Provided data:
start

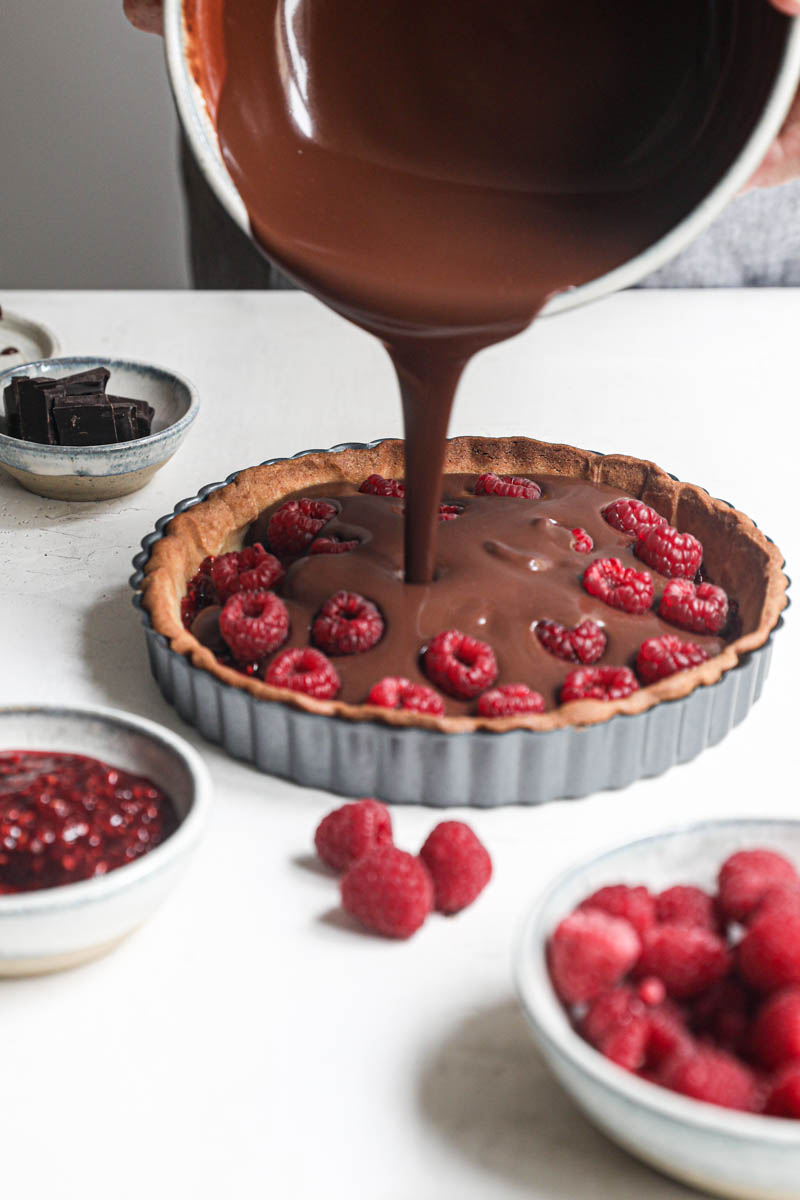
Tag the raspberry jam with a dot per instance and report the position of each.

end
start

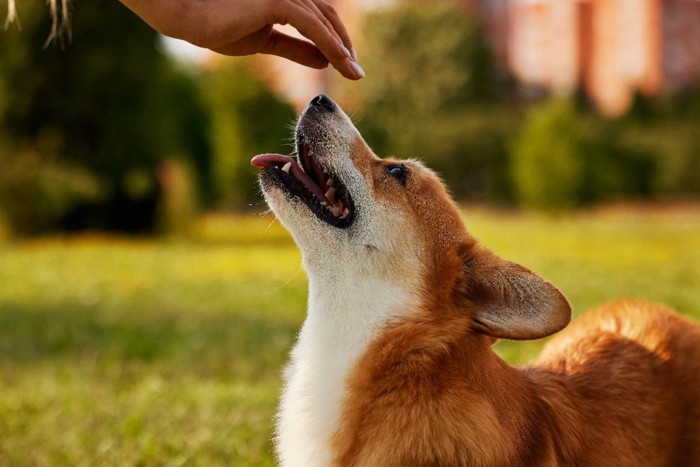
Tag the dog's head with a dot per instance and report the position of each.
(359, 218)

end
start

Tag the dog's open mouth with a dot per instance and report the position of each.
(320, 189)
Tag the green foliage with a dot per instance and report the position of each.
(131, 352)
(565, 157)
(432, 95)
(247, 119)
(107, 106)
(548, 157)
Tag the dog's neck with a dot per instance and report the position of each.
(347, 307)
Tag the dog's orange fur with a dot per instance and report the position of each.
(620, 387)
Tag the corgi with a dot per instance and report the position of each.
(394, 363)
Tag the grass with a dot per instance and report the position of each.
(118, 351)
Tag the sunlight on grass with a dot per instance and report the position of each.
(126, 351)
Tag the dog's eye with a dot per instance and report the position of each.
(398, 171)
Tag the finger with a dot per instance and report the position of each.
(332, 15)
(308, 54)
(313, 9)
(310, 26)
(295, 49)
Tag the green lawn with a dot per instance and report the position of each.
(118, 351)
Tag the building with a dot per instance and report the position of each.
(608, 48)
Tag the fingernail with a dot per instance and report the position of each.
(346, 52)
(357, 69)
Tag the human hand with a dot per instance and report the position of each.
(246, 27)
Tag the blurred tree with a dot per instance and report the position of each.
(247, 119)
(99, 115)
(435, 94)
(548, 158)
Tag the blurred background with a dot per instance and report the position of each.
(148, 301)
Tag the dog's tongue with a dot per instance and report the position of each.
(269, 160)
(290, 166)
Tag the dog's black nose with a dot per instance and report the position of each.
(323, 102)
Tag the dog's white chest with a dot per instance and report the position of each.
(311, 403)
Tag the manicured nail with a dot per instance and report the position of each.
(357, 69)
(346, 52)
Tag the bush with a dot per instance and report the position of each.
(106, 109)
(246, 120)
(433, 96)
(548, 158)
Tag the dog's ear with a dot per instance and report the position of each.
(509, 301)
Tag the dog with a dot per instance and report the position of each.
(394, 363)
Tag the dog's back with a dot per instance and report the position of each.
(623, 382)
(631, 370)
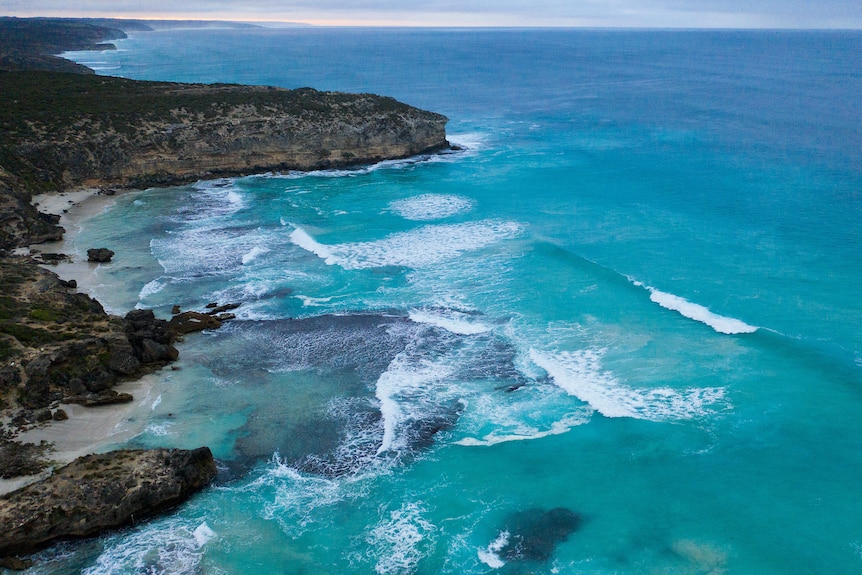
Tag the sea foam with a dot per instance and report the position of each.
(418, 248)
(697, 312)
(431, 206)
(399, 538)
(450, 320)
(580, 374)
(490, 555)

end

How many lines in the entries above contain the string "grass"? Case matters. Reply with the number alone.

2